**** Rows

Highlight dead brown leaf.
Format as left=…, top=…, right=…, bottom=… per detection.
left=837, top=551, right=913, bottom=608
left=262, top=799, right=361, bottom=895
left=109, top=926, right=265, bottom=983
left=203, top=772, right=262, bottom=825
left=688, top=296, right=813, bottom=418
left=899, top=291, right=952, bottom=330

********

### Exercise aim:
Rewrite the lines above as a Markdown table with the columns "No." and "Line", numbering each row and omitting any blank lines.

### Answer to this exercise:
| No. | Line |
|---|---|
| 1 | Highlight dead brown leaf. |
| 2 | Format as left=…, top=…, right=…, bottom=… per detection. |
| 3 | left=837, top=551, right=913, bottom=608 |
| 4 | left=262, top=799, right=361, bottom=895 |
| 5 | left=109, top=926, right=265, bottom=983 |
| 6 | left=203, top=772, right=262, bottom=825 |
| 7 | left=688, top=296, right=813, bottom=418 |
| 8 | left=899, top=291, right=952, bottom=330 |